• **Exercise brief**: Repeat exactly the lines below, from the line containing "Indicate the wooden" through the last line, both included. Leave out any pictures.

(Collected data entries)
··········

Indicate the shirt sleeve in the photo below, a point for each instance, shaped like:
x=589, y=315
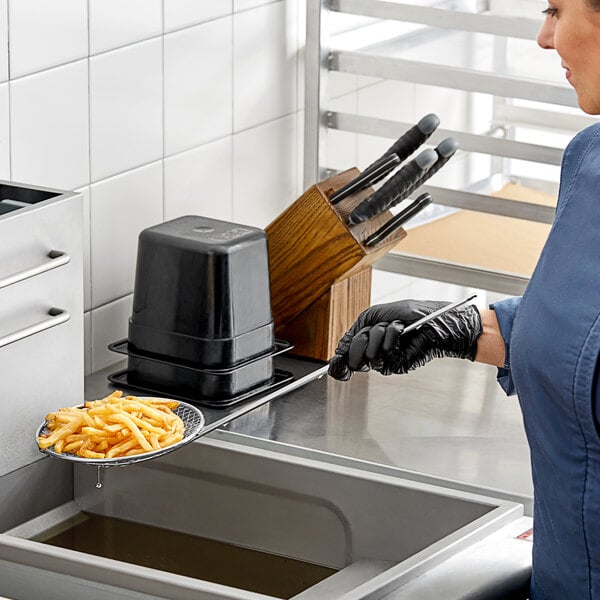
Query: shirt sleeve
x=506, y=311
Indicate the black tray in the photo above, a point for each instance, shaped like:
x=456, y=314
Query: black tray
x=280, y=377
x=125, y=347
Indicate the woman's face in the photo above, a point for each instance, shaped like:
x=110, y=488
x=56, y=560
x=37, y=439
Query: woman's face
x=572, y=28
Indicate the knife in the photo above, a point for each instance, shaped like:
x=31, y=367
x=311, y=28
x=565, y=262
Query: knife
x=398, y=220
x=393, y=190
x=445, y=151
x=436, y=313
x=381, y=167
x=359, y=349
x=402, y=148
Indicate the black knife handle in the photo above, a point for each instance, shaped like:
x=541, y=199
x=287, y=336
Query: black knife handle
x=402, y=148
x=381, y=168
x=414, y=137
x=397, y=221
x=394, y=189
x=410, y=141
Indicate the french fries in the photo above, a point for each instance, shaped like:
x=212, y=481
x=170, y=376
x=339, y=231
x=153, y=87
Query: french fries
x=113, y=427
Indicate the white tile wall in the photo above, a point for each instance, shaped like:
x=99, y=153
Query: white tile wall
x=45, y=34
x=154, y=109
x=121, y=207
x=4, y=132
x=115, y=23
x=199, y=182
x=87, y=248
x=108, y=324
x=265, y=58
x=49, y=127
x=3, y=40
x=126, y=121
x=263, y=181
x=198, y=86
x=183, y=13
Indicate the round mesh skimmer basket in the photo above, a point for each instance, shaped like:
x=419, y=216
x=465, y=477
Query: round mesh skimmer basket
x=193, y=421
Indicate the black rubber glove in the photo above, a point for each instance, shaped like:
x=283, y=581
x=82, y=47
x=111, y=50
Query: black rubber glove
x=375, y=341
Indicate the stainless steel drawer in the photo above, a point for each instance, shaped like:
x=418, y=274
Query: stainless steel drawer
x=41, y=322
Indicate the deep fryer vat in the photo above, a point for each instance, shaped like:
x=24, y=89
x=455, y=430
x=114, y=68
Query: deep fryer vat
x=357, y=522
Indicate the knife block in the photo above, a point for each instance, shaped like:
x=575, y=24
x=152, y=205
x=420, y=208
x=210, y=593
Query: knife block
x=320, y=270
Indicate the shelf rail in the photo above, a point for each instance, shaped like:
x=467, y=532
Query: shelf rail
x=517, y=100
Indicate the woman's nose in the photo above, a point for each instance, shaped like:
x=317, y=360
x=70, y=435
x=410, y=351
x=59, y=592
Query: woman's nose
x=545, y=37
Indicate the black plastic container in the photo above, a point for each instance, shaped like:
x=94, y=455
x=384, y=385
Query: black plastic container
x=202, y=293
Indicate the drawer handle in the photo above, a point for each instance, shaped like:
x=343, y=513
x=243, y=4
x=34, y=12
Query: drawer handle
x=57, y=316
x=57, y=259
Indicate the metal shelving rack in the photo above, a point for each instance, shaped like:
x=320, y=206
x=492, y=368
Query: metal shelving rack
x=540, y=104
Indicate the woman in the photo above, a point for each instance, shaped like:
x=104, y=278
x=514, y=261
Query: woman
x=546, y=343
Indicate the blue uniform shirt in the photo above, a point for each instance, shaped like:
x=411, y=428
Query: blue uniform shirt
x=552, y=337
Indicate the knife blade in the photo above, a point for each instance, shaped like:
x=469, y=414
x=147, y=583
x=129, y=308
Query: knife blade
x=382, y=167
x=403, y=147
x=445, y=150
x=398, y=220
x=393, y=190
x=437, y=313
x=359, y=349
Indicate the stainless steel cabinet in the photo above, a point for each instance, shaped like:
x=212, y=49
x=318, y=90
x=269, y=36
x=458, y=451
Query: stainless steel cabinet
x=41, y=319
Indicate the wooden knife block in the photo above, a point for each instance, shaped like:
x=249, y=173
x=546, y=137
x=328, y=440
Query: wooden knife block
x=320, y=271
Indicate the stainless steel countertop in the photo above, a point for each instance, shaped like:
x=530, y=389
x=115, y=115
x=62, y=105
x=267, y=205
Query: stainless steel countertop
x=449, y=419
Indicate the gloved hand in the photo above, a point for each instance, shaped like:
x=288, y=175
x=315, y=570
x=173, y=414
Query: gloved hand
x=375, y=341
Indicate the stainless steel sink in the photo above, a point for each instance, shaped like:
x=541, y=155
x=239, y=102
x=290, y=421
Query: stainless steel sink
x=376, y=532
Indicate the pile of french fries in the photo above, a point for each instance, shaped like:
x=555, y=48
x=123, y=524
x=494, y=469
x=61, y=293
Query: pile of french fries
x=113, y=427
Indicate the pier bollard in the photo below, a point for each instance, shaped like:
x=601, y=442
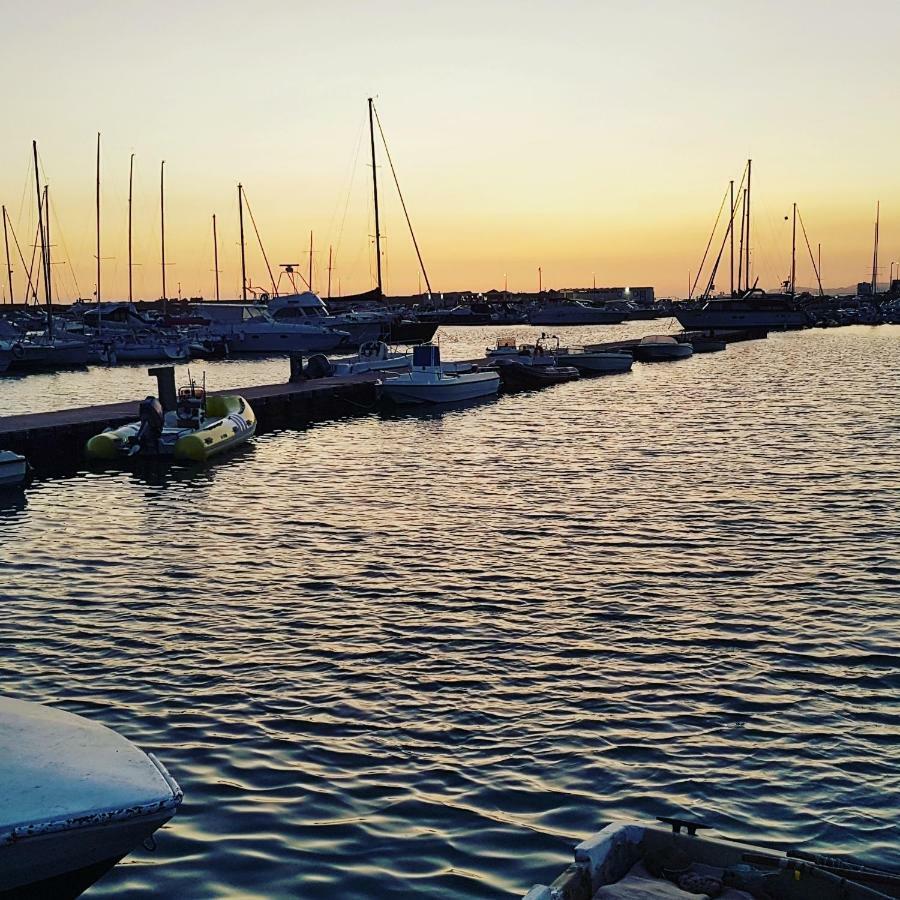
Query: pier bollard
x=165, y=386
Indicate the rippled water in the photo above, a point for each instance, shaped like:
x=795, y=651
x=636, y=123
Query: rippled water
x=40, y=392
x=419, y=655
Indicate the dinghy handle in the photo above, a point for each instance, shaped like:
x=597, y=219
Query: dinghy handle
x=677, y=824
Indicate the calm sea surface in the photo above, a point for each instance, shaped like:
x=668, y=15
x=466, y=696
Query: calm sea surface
x=421, y=654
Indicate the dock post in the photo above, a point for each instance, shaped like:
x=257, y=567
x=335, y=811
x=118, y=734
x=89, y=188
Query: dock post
x=165, y=386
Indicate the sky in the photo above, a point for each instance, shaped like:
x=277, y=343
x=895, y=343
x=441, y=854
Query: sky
x=594, y=139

··········

• **Exercise response**:
Indicate the wooden knife block in the photo above, a point for each instance, shaped like:
x=249, y=173
x=546, y=137
x=328, y=440
Query: wooden knife block
x=320, y=271
Indicate the stainless steel countertop in the photo above, a point for each instance, shaped like:
x=530, y=389
x=115, y=115
x=62, y=105
x=267, y=205
Query: stainless steel countertop
x=449, y=419
Indicate the gloved hand in the photo above, a point for each instance, shaped like:
x=288, y=175
x=315, y=570
x=173, y=414
Query: gloved hand
x=375, y=341
Indicate the stainless steel sink in the photo above, a point for each instance, shaped like:
x=541, y=155
x=239, y=102
x=290, y=421
Query: stainless steel sink
x=376, y=532
Indicate the pile of french fries in the photo above, a point for each instance, shaped like:
x=555, y=48
x=123, y=524
x=494, y=469
x=61, y=293
Query: pile of french fries
x=113, y=427
Indicate the pier bollard in the photo below, a point for each instance, shaped like:
x=601, y=442
Query: pier bollard
x=165, y=386
Indicate the rippled water in the photo above, a point for each instance, shaped like:
x=795, y=651
x=636, y=123
Query: rippled water
x=40, y=392
x=419, y=655
Indicate the dinghy handle in the photo above, a point for each instance, shaped like:
x=597, y=219
Query: dinghy handle
x=677, y=824
Indicate the calm sea surface in the photo above, a point for each instance, shaped like:
x=668, y=15
x=466, y=696
Query: calm sea surface
x=421, y=654
Indicate the dock post in the photo above, a point for each instance, shaped like:
x=257, y=567
x=335, y=811
x=118, y=734
x=89, y=188
Query: dock post
x=165, y=386
Indicate the sky in the photo above, a point for each instance, shaped like:
x=277, y=343
x=895, y=343
x=441, y=854
Query: sky
x=594, y=139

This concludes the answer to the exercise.